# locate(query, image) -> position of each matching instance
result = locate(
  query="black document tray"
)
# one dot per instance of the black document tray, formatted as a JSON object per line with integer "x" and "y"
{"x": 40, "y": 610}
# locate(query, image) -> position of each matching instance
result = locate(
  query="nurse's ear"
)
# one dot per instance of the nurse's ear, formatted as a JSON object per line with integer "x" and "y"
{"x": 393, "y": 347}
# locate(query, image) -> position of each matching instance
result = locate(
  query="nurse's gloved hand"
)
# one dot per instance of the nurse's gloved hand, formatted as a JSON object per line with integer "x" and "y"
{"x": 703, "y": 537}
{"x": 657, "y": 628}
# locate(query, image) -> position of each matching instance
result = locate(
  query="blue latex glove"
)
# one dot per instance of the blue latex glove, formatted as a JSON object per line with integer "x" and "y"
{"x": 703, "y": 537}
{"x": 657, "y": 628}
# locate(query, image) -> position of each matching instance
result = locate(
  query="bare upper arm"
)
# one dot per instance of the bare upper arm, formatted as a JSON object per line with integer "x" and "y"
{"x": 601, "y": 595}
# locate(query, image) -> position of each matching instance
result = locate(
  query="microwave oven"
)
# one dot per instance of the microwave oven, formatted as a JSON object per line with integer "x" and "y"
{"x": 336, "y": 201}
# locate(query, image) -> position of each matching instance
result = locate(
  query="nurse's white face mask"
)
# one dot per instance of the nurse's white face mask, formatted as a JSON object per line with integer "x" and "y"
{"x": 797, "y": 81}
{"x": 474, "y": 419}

WHAT THE EXERCISE ASKS ->
Using the entries above, please restate each one word for word.

ANSWER FOR THE TASK ->
# locate(query, image) -> position of each matching instance
result = locate(
  query="black document tray"
)
# one dot per instance of the black document tray, formatted as a JSON object per line with integer "x" and "y"
{"x": 40, "y": 610}
# locate(query, image) -> position of each matching instance
result = locate(
  query="nurse's ear"
)
# one dot per instance of the nurse's ear, formatted as a JSON object per line with integer "x" and "y"
{"x": 393, "y": 347}
# locate(query, image) -> position of each matching instance
result = locate(
  query="nurse's gloved hand"
)
# one dot per instance of the nurse's gloved hand, formatted as a JSON object per line with integer "x" and "y"
{"x": 703, "y": 537}
{"x": 657, "y": 628}
# locate(query, image) -> position of each matching instance
result = locate(
  query="blue latex glove"
)
# one dot per instance of the blue latex glove, formatted as a JSON object per line with integer "x" and "y"
{"x": 703, "y": 537}
{"x": 657, "y": 628}
# locate(query, image) -> position of each matching instance
result = locate(
  query="bare upper arm"
)
# one dot per instance of the bare upper arm, formatted as a JSON object per line with integer "x" and "y"
{"x": 601, "y": 595}
# locate(query, image) -> position of each matching instance
result = locate(
  query="microwave oven"
)
# one dot per instance of the microwave oven, formatted as a JSON object per line with integer "x" and "y"
{"x": 336, "y": 201}
# locate(query, image) -> position of each matching instance
result = locate(
  query="nurse's white face mask"
)
# one dot per instance of the nurse's white face mask, formatted as a JSON object per line with integer "x" and "y"
{"x": 797, "y": 81}
{"x": 474, "y": 419}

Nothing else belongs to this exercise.